The study also reports that:

  • On average, 52 percent of state public assistance spending supports working families, with costs as high as $3.7 billion in California, $3.3 billion in New York, and $2 billion in Texas.
  • Reliance on public assistance can be found among workers in a diverse range of occupations, including frontline fast-food workers (52 percent), childcare workers (46 percent), home care workers (48 percent), and part-time college faculty (25 percent).

From 2003 to 2013, wage growth remained flat or negative for the entire bottom 70 percent of workers in the United States, Jacobs says. Over the same time, the share of non-elderly Americans receiving health insurance from an employer fell almost 10 percentage points, from 67 percent to 58 percent.

Far behind inflation

Despite modest pay raises at some of the country’s largest and most profitable employers, including Walmart and McDonald’s, wages continue to lag far behind inflation.

Raising wages would result in significant savings to state and federal governments, the researchers say. In recent months, the substantial cost of low wages has prompted elected officials to take action.

California, Colorado, Maine, Oregon, and Washington are considering increasing the minimum wage to $12 or higher. In Connecticut, a proposal currently moving through the state legislature would fine large companies that pay low wages in an effort to recoup the cost these companies impose on taxpayers.


The Congressional Democrats’ fiscal year 2016 budget proposal unveiled last month included a provision that would roll back tax breaks for large companies that fail to raise pay on pace with inflation.

“Our public-assistance programs provide a vital support system for American families. Raising wages would lift working families out of poverty and allow all levels of government to better target how our tax dollars are used,” Jacobs says.

Funding was provided by the Service Employees International Union.

◆ SUPPLIED DATA
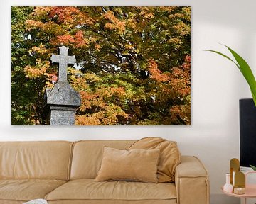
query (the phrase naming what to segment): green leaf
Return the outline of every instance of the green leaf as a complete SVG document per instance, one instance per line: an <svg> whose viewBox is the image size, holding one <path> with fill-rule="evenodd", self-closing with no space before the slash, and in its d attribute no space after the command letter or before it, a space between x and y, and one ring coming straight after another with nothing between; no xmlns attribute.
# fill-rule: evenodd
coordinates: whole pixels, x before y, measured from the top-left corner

◆ EXERCISE OBJECTIVE
Set down the passage of the low-wage text word for word, starting at "Raising wages would result" and ending at "pace with inflation.". The data was taken from a separate source unrelated to the text.

◆ RESPONSE BELOW
Raising wages would result in significant savings to state and federal governments, the researchers say. In recent months, the substantial cost of low wages has prompted elected officials to take action.

California, Colorado, Maine, Oregon, and Washington are considering increasing the minimum wage to $12 or higher. In Connecticut, a proposal currently moving through the state legislature would fine large companies that pay low wages in an effort to recoup the cost these companies impose on taxpayers.


The Congressional Democrats’ fiscal year 2016 budget proposal unveiled last month included a provision that would roll back tax breaks for large companies that fail to raise pay on pace with inflation.